___ Data for this exercise

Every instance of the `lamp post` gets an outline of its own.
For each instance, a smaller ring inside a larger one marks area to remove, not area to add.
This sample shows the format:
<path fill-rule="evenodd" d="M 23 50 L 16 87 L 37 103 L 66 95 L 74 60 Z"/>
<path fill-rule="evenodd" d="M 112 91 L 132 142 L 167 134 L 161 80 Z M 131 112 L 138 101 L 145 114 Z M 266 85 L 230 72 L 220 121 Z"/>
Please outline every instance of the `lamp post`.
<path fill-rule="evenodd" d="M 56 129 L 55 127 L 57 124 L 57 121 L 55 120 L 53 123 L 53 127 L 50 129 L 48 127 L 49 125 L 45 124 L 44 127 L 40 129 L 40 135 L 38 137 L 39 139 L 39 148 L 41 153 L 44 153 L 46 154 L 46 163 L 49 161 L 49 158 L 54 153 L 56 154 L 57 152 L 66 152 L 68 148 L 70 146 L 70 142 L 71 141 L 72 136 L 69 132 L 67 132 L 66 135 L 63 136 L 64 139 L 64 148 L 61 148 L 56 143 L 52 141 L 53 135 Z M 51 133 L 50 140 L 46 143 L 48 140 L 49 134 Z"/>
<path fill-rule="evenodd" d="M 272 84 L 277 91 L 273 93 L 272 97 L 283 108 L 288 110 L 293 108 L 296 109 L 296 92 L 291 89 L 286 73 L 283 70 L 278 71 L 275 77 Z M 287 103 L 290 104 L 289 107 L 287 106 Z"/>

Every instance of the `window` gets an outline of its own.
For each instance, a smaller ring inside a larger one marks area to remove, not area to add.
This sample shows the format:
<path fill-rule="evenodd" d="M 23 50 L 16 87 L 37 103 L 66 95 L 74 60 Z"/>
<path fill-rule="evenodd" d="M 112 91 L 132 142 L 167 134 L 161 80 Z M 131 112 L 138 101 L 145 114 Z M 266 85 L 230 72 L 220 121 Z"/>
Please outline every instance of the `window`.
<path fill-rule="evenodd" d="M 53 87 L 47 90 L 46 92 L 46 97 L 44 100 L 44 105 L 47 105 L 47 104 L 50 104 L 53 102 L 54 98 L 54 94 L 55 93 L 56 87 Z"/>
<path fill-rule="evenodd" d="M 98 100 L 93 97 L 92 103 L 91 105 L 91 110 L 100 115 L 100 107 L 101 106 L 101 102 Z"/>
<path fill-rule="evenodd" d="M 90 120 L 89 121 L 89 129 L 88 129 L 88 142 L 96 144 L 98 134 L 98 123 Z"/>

______

Exercise prompt
Collect every line in the rows above that contains the word "outline", and copy each of those lines in full.

Written response
Every instance of the `lamp post` gets an outline of its own.
Please outline every instance of the `lamp post`.
Every instance of the `window` gets an outline of its own.
Please outline every instance of the `window`.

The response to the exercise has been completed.